Text excerpt:

Issues with unmountable BTRFS raid1 filesystem

linux-btrfs.vger.kernel.org archive mirror
 help / color / mirror / Atom feed

* Issues with unmountable BTRFS raid1 filesystem
@ 2015-10-05 12:30 Austin S Hemmelgarn
  2015-10-05 13:14 ` Hugo Mills
  0 siblings, 1 reply; 5+ messages in thread
From: Austin S Hemmelgarn @ 2015-10-05 12:30 UTC (permalink / raw)
  To: linux-btrfs

[-- Attachment #1: Type: text/plain, Size: 2204 bytes --]

I've been having issues recently with a relatively simple setup using a 
two device BTRFS raid1 on top of two two device md RAID0's, and every 
time I've rebooted since starting trying to use this particular 
filesystem, I've found it unable to mount and had to recreate it from 
scratch.  This is more of an inconvenience than anything else (while I 
don't have backups of it, all the data is trivial to recreate (in fact, 
so trivial that doing backups would be more effort than just recreating 
the data by hand)), but it's still something that I would like to try 
and fix.

First off, general info:
Kernel version: 4.2.1-local+ (4.2.1 with minor modifications, sources 
can be found here: https://github.com/ferroin/linux)

Prompt: Pick up the mailing-list post above about the unmountable BTRFS raid1 filesystem and continue it from its last line.

Supplied data:
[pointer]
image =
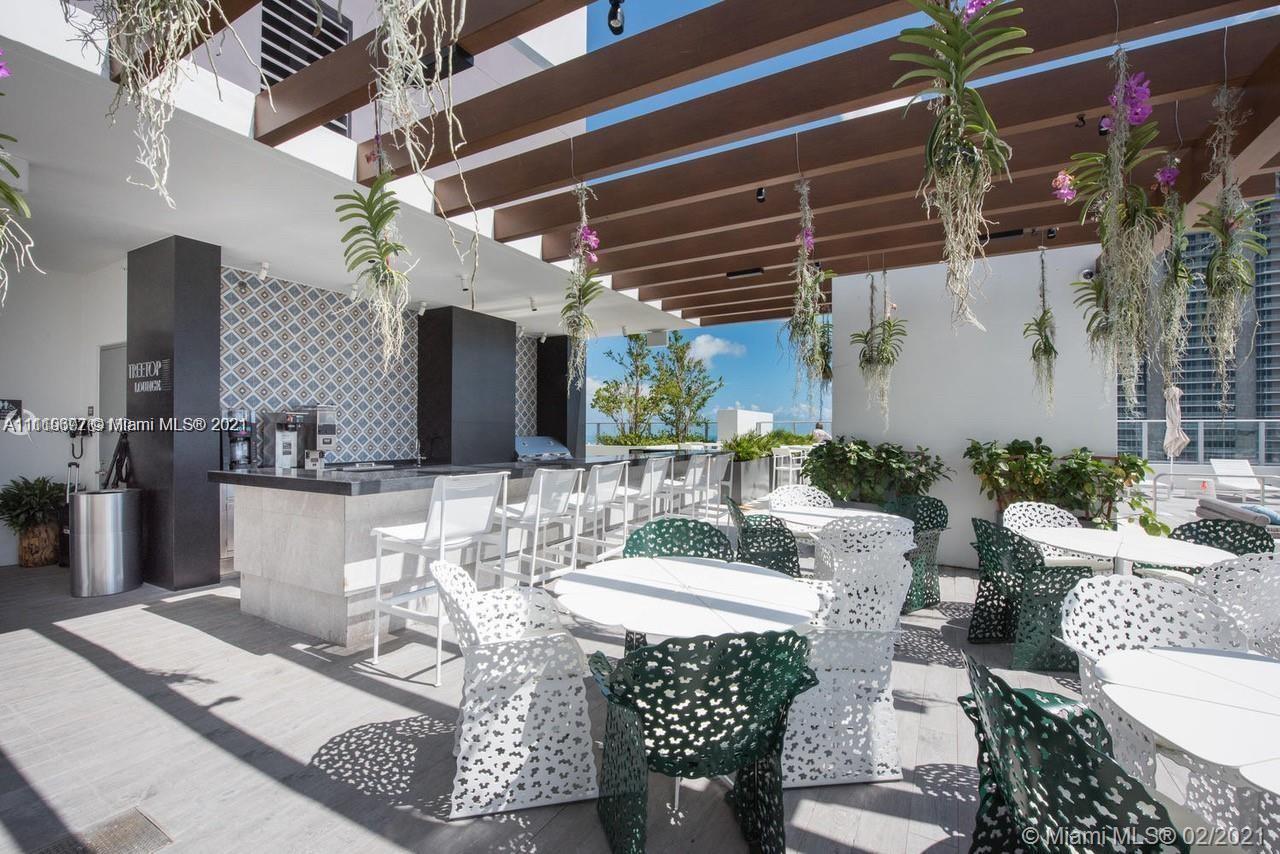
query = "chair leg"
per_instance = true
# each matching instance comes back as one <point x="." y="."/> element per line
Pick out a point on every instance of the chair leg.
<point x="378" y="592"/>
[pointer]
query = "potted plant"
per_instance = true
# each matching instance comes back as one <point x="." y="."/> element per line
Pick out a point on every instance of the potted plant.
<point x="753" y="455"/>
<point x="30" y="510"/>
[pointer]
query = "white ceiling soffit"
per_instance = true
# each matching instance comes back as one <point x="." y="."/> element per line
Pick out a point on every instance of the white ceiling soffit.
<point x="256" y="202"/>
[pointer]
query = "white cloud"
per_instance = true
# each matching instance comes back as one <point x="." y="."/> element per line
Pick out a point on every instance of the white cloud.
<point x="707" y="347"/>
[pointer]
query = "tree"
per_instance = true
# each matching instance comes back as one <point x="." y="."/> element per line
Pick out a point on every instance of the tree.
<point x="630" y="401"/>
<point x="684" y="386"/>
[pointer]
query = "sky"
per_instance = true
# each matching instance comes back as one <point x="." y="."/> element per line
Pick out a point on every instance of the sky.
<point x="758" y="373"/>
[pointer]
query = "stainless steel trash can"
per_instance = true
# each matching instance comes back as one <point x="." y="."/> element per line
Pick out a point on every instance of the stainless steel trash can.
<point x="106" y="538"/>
--
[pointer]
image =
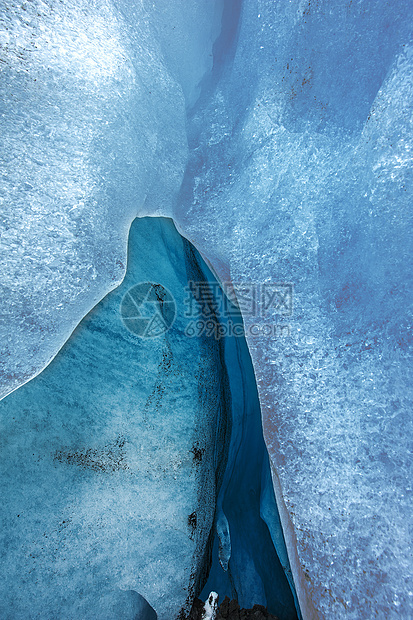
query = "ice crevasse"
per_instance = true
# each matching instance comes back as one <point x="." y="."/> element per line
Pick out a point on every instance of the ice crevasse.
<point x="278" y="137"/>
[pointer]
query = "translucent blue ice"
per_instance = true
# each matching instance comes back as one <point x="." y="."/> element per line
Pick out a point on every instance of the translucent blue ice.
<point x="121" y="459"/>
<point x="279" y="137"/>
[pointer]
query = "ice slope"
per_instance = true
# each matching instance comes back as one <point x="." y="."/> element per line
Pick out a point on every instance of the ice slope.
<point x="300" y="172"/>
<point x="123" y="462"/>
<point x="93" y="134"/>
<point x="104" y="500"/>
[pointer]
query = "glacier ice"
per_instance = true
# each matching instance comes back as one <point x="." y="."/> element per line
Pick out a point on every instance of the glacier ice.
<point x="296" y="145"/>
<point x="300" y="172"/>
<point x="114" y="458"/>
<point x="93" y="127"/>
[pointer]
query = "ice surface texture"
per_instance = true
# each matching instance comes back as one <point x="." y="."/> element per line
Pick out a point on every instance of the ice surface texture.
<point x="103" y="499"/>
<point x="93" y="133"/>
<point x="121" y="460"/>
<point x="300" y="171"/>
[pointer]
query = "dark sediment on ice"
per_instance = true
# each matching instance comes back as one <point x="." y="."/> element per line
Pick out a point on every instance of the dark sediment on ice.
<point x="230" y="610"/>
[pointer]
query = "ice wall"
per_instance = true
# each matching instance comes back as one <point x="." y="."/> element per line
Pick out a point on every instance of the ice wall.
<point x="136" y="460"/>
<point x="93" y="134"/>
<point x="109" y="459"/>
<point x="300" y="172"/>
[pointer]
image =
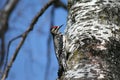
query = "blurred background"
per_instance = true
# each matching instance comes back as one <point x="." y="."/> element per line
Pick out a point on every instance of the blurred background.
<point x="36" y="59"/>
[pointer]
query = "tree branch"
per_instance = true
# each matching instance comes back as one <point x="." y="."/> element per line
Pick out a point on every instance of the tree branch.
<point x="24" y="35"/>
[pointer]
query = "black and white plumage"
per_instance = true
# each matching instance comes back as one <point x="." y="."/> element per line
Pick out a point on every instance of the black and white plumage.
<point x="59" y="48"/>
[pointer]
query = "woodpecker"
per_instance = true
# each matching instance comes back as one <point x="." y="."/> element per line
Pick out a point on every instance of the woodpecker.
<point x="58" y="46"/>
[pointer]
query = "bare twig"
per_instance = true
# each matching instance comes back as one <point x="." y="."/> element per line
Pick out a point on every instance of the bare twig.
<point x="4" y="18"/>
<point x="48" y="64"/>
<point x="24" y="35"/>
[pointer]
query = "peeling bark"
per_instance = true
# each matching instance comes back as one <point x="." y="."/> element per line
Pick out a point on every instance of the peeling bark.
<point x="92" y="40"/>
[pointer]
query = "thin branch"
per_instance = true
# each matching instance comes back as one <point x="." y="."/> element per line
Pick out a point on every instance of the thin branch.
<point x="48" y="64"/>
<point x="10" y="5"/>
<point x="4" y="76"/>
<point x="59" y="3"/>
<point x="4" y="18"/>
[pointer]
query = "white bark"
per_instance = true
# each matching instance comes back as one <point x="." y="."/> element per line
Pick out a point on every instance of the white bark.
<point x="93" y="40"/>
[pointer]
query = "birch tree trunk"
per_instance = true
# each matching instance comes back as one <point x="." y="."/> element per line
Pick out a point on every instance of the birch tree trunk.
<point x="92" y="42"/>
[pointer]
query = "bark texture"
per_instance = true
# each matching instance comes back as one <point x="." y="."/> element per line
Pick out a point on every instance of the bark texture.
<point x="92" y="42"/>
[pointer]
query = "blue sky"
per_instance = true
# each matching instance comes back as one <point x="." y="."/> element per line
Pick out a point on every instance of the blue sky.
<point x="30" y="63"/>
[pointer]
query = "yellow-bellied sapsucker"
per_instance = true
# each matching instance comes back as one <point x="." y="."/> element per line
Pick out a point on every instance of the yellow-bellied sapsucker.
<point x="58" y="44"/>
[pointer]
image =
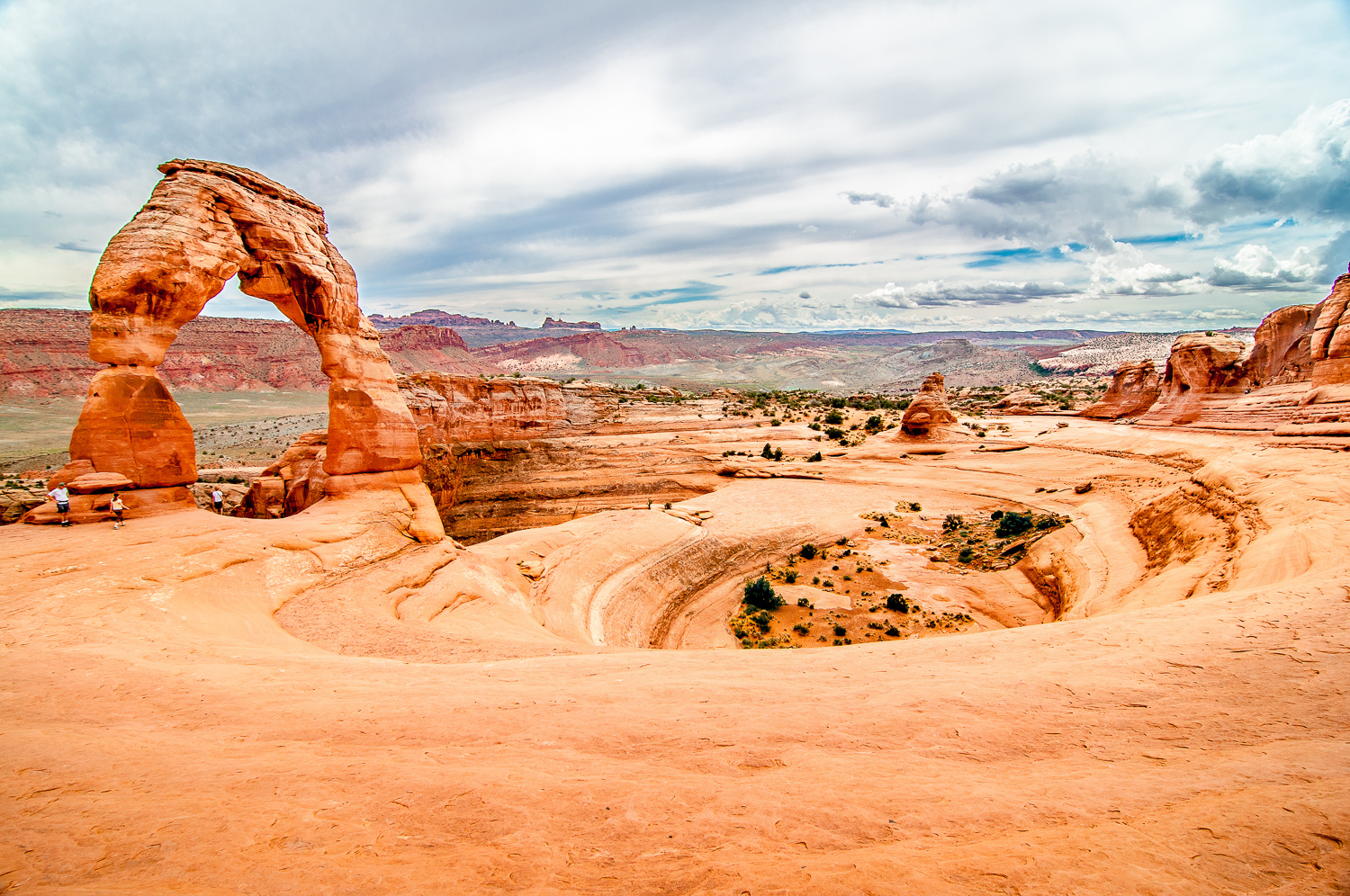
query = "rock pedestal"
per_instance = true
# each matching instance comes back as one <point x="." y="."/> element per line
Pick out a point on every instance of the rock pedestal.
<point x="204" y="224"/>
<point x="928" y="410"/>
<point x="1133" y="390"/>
--
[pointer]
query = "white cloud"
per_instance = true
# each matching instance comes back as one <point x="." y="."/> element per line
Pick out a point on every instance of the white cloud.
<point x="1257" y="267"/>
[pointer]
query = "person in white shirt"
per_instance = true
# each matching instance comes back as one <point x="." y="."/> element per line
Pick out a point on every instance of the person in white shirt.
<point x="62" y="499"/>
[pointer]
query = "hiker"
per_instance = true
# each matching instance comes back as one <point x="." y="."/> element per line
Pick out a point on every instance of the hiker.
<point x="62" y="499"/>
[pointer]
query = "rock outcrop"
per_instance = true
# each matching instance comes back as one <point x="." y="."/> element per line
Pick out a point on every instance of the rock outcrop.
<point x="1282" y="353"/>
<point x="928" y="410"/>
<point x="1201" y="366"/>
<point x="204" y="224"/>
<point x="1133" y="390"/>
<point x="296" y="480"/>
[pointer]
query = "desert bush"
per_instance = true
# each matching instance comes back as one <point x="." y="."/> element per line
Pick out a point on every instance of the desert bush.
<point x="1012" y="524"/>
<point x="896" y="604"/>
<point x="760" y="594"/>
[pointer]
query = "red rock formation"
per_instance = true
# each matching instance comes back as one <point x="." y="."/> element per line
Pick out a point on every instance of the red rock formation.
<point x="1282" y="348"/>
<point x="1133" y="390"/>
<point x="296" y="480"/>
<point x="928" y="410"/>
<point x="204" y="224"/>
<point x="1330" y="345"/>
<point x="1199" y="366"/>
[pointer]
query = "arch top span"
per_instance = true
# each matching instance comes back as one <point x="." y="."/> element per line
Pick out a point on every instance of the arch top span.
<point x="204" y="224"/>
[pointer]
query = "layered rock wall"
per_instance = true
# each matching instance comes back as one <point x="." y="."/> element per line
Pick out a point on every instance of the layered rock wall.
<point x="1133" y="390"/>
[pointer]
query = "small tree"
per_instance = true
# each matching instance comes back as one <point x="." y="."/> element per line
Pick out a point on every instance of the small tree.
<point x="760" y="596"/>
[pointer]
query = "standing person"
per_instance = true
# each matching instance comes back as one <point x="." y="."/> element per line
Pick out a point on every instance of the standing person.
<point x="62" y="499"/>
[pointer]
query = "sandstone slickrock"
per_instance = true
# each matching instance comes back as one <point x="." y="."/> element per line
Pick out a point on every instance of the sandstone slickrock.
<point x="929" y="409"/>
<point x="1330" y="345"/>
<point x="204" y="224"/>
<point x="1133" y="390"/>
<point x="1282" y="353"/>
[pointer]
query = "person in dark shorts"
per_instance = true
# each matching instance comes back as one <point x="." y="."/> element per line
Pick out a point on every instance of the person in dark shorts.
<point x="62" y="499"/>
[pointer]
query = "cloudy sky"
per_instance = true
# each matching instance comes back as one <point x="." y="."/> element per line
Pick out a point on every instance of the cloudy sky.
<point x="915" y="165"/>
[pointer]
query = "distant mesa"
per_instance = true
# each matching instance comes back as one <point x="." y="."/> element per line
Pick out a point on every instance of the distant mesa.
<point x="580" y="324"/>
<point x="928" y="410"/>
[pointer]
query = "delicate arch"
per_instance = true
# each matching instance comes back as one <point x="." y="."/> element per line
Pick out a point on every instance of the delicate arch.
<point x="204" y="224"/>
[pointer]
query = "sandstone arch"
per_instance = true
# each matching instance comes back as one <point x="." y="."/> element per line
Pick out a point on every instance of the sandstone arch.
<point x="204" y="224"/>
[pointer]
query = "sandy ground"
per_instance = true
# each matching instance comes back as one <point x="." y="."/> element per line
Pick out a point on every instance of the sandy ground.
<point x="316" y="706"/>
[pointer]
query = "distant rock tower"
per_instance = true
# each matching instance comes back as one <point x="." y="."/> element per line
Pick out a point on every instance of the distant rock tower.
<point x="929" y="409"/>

Expected answer:
Btrfs-progs version: 4.2

I would post output from btrfs fi show, but that's spouting obviously 
wrong data (it's saying I'm using only 127MB with 2GB of allocations on 
each 'disk',  I had been storing approximately 4-6GB of actual data on 
the filesystem).

This particular filesystem is composed of BTRFS raid1 across two LVM 
managed DM/MD RAID0 devices, each of which spans 2 physical hard drives. 
  I have a couple of other filesystems with the exact same configuration 
that have not ever displayed this issue.

When I run 'btrfs check' on the filesystem when it refuses to mount, I 
get a number of lines like the following:
bad metadata [<bytenr>, <bytenr>) crossing stripe boundary

followed eventually by:
Errors found in extent allocation tree or chunk allocation

As is typical of a failed mount, dmesg shows a 'failed to read the 
system array on <device>' 'open_ctree failed'.

I doubt that this is a hardware issue because:
1. Memory is brand new, and I ran a 48 hour burn-in test that showed no 
errors.
2. A failing storage controller, PSU, or CPU would be manifesting with 
many more issues than just this.
3. A disk failure would mean that two different disks, from different 
manufacturing lots, are encountering errors on exactly the same LBA's at 
exactly the same time, which while possible is astronomically unlikely 
for disks bigger than a few hundred gigabytes (the disks in question are 
1TB each).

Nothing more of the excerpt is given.